**SELECTED PASSAGE**.
Is this really Uganda?

The idea of a festival of the arts in the Ugandan sun was welcomed. Like others themed alike, This Is Uganda was expected to celebrate the Uganda free spirit in all cultural senses. In its second year, TIU shows it has set out to celebrate a different culture. Even when the organisers expected the event to be endorsed by a big number of revelers, at the end they were not happy with the turnout. At this rate, TIU might need to change tack in the next edition.

By Steven Tendo

For the unassuming culture aficionado, the This Is Uganda festival was a mixed bag. If one came to the event with set expectations, they were in for a surprise.

But it should not have been a surprise. Like many things Ugandan, what it promised to be was not necessarily what one should have expected. A number of revellers felt the festival did not really portray Uganda as it is.

This is Uganda offered huge dollops of fun for those seeking simple fun. Some music lovers were not disappointed as the evening came. Others who had come for a wholesome experience of Ugandan culture were not so fortunate.

Maurice Kirya at This is Uganda, 2011. Photo by Will Boase ( All rights reserved.

The main event was the musical presentation. The inclusion of all the other forms of art provided a variety though. Even if the revellers had to wait for most of the day, the music finally came. The full force was in the menu.

The grounds, sparsely populated during most of the day filled up half-way at about 8pm. The biggest composition of the audience where expatriates.

“It is as though Ugandans know all there is about Uganda and hence do not have to appear here,” a seasoned journalist observed.

Photo by Thomas Bjørnskau.

Wares, murals and moves

The events included artists displaying their wares. There were socially conscious businesses there too. A solar company here and an organization supporting Down’s syndrome sufferers there, it was the perfect cultural fair in the sun at first glance.

There were more. In one corner, there was a face-painting stand where children squealed with glee. In another, a young artist was painting coarse colours on shoes and selling bright T-Shirts.

**RAW DATA**.
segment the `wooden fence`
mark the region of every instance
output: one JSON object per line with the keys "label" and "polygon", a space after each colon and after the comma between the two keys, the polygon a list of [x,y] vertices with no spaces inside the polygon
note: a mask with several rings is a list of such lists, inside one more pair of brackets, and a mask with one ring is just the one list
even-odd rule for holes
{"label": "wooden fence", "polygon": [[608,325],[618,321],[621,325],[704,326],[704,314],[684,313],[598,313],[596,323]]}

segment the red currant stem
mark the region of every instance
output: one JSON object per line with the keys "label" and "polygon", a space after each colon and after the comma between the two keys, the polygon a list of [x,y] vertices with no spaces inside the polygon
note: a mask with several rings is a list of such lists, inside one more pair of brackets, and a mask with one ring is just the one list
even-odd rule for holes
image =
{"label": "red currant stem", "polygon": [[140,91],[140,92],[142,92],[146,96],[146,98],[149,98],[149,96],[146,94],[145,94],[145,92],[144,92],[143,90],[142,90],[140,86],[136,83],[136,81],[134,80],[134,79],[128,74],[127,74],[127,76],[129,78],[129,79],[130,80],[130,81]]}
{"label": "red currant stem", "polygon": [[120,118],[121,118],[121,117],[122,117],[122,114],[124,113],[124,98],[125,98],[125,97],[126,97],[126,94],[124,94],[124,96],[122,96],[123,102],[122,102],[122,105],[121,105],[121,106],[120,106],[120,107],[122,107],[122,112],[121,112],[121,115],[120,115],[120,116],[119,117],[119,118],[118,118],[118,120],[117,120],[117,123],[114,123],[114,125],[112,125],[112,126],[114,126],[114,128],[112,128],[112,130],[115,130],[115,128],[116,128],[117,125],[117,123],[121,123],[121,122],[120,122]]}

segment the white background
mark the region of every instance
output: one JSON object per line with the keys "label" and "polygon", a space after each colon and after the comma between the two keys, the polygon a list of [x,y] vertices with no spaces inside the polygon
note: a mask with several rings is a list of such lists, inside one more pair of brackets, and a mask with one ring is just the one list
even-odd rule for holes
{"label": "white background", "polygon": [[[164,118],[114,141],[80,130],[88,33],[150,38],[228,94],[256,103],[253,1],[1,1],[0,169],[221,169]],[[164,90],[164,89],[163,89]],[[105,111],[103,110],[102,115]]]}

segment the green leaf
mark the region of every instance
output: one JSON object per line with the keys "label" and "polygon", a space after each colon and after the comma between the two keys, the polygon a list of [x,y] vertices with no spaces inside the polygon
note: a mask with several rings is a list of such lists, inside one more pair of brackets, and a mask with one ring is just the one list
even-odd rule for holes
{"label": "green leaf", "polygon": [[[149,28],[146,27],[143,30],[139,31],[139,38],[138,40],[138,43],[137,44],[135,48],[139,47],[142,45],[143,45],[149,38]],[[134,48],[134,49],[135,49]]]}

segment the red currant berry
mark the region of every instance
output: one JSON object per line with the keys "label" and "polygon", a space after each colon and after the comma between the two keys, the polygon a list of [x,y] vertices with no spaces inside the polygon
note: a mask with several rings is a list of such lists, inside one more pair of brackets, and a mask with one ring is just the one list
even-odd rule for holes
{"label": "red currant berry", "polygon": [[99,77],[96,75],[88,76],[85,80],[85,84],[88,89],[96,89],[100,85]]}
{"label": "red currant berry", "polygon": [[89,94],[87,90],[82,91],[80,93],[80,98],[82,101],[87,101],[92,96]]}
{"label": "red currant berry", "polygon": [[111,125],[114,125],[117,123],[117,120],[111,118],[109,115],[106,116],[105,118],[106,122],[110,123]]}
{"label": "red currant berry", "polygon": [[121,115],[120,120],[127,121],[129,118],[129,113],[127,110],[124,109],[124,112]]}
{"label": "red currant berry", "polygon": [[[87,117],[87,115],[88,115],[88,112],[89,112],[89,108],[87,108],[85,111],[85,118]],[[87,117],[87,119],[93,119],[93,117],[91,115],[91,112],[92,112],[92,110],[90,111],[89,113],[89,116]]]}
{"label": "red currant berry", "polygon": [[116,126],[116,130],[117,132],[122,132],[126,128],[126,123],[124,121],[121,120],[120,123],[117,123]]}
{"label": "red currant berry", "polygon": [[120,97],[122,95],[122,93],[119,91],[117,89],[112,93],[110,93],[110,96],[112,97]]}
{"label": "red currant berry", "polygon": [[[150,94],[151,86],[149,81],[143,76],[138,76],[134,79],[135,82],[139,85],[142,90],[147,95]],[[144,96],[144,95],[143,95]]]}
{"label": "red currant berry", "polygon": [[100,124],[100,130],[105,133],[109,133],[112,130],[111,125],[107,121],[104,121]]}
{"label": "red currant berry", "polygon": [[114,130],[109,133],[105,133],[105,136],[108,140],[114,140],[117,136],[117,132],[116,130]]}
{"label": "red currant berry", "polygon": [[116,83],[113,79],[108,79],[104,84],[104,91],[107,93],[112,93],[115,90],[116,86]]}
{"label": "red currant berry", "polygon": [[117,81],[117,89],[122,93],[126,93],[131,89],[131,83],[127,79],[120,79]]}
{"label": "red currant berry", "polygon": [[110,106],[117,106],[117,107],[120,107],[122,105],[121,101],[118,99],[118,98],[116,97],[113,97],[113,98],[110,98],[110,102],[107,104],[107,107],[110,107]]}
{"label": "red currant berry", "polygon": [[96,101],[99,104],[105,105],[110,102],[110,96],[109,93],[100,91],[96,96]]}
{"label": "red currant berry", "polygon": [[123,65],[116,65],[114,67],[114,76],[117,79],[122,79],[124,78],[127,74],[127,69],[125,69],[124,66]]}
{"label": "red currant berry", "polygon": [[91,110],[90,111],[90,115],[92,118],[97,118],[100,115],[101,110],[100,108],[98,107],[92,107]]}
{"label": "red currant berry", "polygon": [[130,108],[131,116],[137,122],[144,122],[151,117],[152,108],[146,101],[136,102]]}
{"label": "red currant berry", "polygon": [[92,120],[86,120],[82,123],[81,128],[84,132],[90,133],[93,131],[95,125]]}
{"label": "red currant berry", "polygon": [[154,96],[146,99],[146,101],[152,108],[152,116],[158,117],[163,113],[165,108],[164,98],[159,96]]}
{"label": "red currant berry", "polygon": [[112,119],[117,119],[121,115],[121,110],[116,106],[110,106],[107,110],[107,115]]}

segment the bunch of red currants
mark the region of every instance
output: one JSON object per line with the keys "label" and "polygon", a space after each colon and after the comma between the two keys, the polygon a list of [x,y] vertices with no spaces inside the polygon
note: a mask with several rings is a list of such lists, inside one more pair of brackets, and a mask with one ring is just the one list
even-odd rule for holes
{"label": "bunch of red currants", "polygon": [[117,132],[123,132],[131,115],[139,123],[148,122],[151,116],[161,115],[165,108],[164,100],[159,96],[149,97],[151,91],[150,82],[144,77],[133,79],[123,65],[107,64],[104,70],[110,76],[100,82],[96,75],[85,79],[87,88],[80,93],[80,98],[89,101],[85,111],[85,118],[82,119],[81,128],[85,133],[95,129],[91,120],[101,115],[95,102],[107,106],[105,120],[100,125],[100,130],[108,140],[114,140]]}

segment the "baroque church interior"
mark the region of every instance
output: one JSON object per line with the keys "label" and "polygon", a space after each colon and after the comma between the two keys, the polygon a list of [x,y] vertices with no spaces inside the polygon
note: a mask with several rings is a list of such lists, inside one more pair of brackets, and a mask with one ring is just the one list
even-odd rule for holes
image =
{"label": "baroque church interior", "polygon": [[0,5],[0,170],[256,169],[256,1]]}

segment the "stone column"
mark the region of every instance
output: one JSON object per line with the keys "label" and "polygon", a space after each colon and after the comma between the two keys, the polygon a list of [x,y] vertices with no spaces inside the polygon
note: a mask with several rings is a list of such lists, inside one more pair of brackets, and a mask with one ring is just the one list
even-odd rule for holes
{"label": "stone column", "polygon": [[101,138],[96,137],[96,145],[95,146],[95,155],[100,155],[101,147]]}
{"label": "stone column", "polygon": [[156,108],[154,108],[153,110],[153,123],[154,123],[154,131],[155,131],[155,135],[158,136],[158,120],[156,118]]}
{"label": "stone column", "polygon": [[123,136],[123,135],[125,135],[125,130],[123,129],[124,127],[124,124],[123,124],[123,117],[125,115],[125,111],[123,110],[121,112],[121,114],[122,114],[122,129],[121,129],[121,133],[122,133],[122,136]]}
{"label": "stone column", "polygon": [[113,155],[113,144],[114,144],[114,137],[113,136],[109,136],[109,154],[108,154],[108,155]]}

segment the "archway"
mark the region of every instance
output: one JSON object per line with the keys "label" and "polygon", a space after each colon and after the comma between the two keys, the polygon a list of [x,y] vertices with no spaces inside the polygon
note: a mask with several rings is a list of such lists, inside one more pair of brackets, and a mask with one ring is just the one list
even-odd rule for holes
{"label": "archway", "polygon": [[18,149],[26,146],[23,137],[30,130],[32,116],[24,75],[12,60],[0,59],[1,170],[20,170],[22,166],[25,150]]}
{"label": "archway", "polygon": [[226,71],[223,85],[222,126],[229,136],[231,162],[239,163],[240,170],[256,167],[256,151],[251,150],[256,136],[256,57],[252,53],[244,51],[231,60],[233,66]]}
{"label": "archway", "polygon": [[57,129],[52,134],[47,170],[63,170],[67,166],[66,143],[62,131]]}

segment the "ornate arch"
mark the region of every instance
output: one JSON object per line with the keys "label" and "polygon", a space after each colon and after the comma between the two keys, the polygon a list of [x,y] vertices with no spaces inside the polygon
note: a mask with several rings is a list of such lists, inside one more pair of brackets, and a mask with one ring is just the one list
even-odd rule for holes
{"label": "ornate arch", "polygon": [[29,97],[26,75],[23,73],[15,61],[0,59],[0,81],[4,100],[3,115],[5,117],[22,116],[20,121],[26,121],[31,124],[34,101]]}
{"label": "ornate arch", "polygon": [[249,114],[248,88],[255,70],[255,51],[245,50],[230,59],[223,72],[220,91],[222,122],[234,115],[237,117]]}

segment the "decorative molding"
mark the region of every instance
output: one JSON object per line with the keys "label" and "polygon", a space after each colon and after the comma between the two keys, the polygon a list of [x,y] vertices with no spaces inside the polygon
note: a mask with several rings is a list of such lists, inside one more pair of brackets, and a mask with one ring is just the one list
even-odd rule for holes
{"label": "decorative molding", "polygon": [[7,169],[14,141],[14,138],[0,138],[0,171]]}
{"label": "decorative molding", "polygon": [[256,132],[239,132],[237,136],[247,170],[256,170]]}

**CHALLENGES**.
A. According to the festival article, at about what time did the grounds fill up half-way?
B. Transcribe the festival article starting with the words "This is Uganda offered" and ending after "in the menu.".
These lines have nothing to do with the festival article.

**TASK RESPONSES**.
A. At about 8pm.

B.
This is Uganda offered huge dollops of fun for those seeking simple fun. Some music lovers were not disappointed as the evening came. Others who had come for a wholesome experience of Ugandan culture were not so fortunate.

Maurice Kirya at This is Uganda, 2011. Photo by Will Boase ( All rights reserved.

The main event was the musical presentation. The inclusion of all the other forms of art provided a variety though. Even if the revellers had to wait for most of the day, the music finally came. The full force was in the menu.